*Задания:*
**a)** Почему, судя по отрывку о Пушкинском Доме, читатель вправе с негодованием возразить против сравнения места с кабаком? Ответ уложите в одно–три предложения.
**b)** Напишите, пожалуйста, продолжение отрывка о Пушкинском Доме, начиная сразу после его последнего предложения.

*Исходный отрывок:*
=-=-=-=-=
Андрей Битов: Мираж сюжета — страница 38 из 74

).

Не иначе как в кабаке после чудовищного разгрома оказался именно в тот момент, когда гости ушли наконец, а официанты, половые ли, еще не начали уборку. Однако читатель тут вправе воскликнуть в негодовании: «Помилуйте, как можно такое говорить! Это вам не кабак, не вонючий трактир и не паскудное привокзальное заведение, это научное учреждение, более известное как Пушкинский Дом, о котором исчерпывающе высказался Александр Александрович Блок:

Имя Пушкинского Дома

В Академии Наук!

Звук понятный и знакомый,

Не пустой для сердца звук!..

Пушкин! Тайную свободу

Пели мы вослед тебе!

Дай нам руку в непогоду,

Помоги в немой борьбе!

Не твоих ли звуков сладость

Вдохновляла в те года?

Не твоя ли, Пушкин, радость

Окрыляла нас тогда?

Вот зачем такой знакомый

И родной для сердца звук

Имя Пушкинского Дома

В Академии наук…

«Кто возвышает себя, тот унижен будет, а кто унижает себя, тот возвысится», – сказано у Святого Евангелиста Матфея. Истина непреложная, универсальная и абсолютно прикладная, хотя бы и к такому роду человеческой деятельности, как писательский труд.
=-=-=-=-=
*Выдержка из датасета:*
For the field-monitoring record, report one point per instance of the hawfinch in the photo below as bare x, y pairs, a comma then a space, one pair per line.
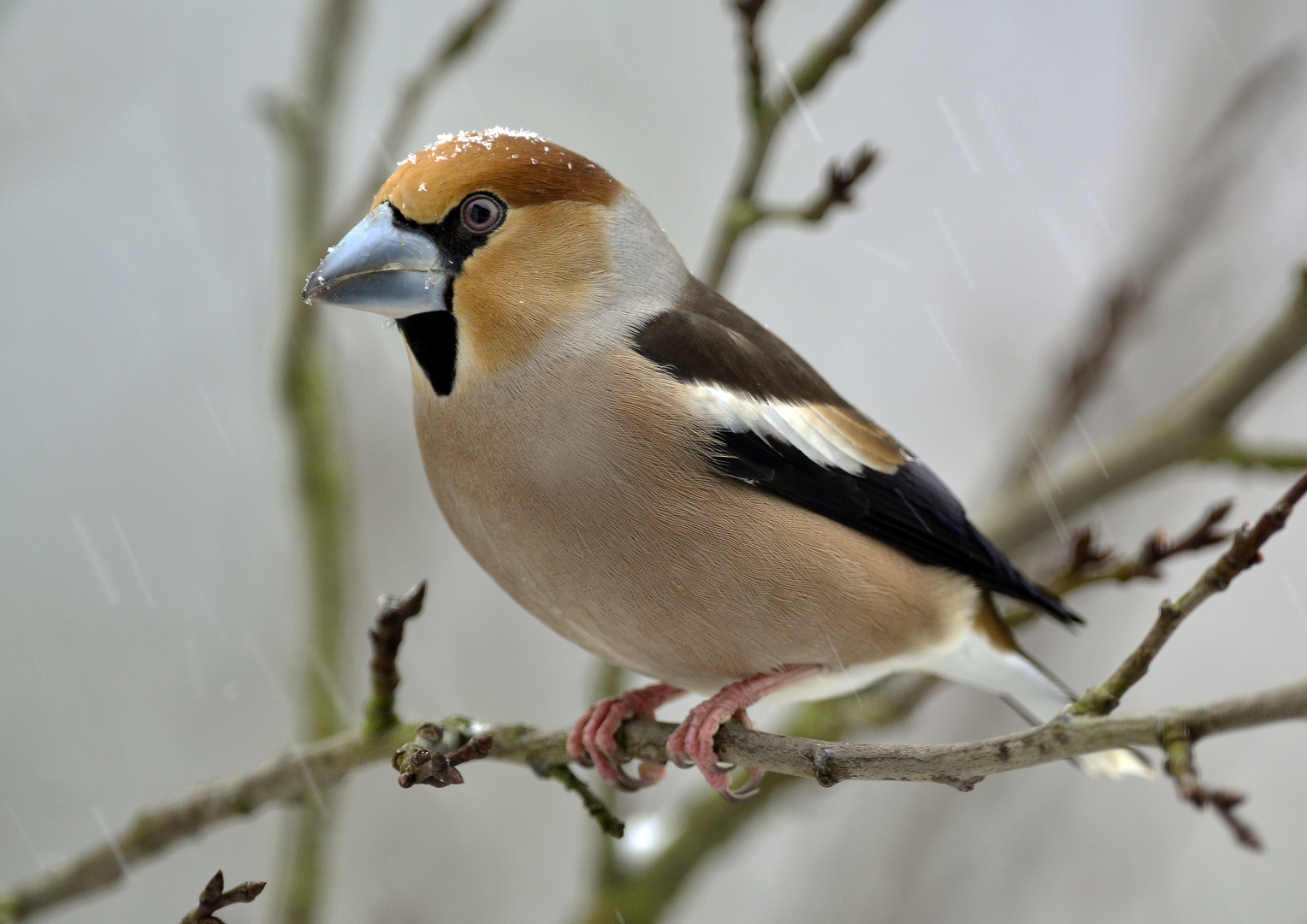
654, 473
=-=-=-=-=
*Ответы к заданиям:*
**a)** Читатель вправе возразить, потому что это не кабак, не трактир и не привокзальное заведение. Это научное учреждение, известное как Пушкинский Дом, о котором исчерпывающе высказался Александр Александрович Блок.

**b)**
Итак, возвеличивание замысла, о котором говорит Бродский, приводит даже не к усложнению сюжета, а к его мутированию, когда на смену проверенным композиционным схемам приходит в своем роде иллюзия повествования, мираж сюжета, между которым и первоначальным авторским замыслом – прототипом нарастает временной и смысловой зазор, лимб. И уже не найти зерен, упавших в землю, потому что они проросли и дали жизнь новому тексту, наполнили содержанием обыденное, в котором на первый взгляд нет ничего, о чем можно было бы думать, говорить и тем более писать возвышенным слогом.

Таким образом, совершается отстранение от привычного, повседневного и происходит допущение абсолютно невозможного, запредельного – например, превратили Битовские герои лапидарий русской словесности в вертеп разбойников, где напились и подрались как в полуподвальной забегаловке или на коммунальной кухне. Причем сделали это не из хулиганских побуждений, а пребывая в полной уверенности, что только таким образом, оказавшись в полном ауте, они смогут дойти до истины. Обычный мордобой отрекомендовали как дуэль, разумеется, но сути дела это не изменило – победитель получил все, побежденный ничего, точнее, остался расхлебывать последствия.

Победитель, впрочем, автору неинтересен, потому что все победители одинаковы.

А вот побежденный – это совсем другой разговор, ведь у него есть предшествование и последование, послесловие.

Итак, по законам широкоформатного игрового кино Битов принимает решение отмотать пленку назад, во времена приквела, и замысел сразу начинает обретать эпические черты. Действительно, герой унижен, повержен в ходе пьяной потасовки, почти уничтожен, но тем самым возвеличен – жалость, с одной стороны, и неприятие его оппонента, с другой, тому порукой. По крайней мере, в нашем, читательском воображении.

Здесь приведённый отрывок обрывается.